■ Goal of the exercise ■
Add 56 to every x and y coordinate in the material, beginning at the line that has "point_to(query) locates the hardwood" and stopping after the line that has "x=88, y=373". Write out every line in that span, changing nothing else.

■ Materials provided ■
>> START

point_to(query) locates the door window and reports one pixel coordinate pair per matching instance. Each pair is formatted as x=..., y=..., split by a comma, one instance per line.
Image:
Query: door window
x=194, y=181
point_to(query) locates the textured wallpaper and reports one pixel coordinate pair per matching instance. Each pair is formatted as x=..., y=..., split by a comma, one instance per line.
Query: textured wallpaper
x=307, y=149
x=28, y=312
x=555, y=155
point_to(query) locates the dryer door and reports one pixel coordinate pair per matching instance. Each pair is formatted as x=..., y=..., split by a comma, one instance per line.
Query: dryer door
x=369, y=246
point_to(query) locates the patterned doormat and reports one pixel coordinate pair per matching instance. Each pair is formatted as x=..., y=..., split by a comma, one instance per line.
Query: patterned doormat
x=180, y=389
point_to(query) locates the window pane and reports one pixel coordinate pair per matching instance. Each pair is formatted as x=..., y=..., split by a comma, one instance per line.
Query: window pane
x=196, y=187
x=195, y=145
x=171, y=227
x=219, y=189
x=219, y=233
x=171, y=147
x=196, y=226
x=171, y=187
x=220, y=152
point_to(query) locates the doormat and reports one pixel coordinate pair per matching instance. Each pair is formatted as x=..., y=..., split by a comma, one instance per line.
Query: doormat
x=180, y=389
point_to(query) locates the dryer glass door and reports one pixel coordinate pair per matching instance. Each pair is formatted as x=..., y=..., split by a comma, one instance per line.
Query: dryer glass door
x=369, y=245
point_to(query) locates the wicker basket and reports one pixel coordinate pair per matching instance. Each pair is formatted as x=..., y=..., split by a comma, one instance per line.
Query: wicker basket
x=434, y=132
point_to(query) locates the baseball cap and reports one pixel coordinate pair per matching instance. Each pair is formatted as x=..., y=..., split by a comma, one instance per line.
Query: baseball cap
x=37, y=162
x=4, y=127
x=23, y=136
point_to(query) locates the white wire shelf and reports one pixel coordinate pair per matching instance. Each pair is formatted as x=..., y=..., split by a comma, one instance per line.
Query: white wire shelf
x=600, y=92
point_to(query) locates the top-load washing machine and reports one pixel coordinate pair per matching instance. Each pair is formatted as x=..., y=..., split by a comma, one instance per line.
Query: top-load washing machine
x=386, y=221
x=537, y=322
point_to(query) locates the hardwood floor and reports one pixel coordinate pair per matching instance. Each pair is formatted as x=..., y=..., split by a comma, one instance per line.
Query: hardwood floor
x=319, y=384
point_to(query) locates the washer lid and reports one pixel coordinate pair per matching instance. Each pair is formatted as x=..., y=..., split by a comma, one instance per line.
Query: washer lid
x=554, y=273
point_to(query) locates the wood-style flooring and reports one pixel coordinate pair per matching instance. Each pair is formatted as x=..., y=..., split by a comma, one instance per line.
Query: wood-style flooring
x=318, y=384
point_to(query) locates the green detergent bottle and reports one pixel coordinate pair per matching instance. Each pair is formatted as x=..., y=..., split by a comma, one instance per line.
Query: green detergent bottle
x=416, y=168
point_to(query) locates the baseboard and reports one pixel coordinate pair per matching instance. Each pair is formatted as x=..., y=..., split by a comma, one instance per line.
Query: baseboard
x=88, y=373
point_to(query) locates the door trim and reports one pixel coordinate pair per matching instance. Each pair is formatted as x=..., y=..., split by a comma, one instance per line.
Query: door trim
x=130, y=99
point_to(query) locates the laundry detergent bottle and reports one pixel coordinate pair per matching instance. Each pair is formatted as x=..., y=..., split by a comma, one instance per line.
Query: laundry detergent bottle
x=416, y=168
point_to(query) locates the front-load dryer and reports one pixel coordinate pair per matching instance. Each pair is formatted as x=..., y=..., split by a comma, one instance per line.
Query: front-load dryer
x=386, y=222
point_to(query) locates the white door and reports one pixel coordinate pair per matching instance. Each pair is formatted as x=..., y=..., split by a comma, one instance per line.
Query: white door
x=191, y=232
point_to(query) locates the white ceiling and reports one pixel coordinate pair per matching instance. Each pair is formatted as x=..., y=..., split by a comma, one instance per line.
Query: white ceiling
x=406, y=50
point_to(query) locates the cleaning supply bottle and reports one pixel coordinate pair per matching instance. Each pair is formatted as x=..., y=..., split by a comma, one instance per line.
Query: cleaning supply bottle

>> END

■ Task response ■
point_to(query) locates the hardwood floor and reports one pixel coordinate pair per matching instance. Each pair is formatted as x=..., y=..., split by a comma, one instance per line.
Query: hardwood floor
x=375, y=440
point_to(query) locates the washer lid and reports one pixel coordinate pair per matching instance. Each pair is formatted as x=..., y=..., split by a comma, one instance per line.
Query: washer lid
x=610, y=329
point_to(query) locates the wood-style flooring and reports one pixel coordinate pair per matching instance. Each pair is formatted as x=..., y=..., split by a comma, one instance per line.
Query: wood-style flooring
x=374, y=440
point_to(query) locates the green detergent bottle and reports one pixel coordinate pair per matching instance. Each pair is formatted as x=..., y=..., split by a comma, one instance per line.
Query: green detergent bottle
x=472, y=224
point_to(query) locates the baseboard and reports one pixel coordinate pair per matching instance. Each pair is formatted as x=..., y=..., split by a comma, one instance per line.
Query: baseboard
x=144, y=429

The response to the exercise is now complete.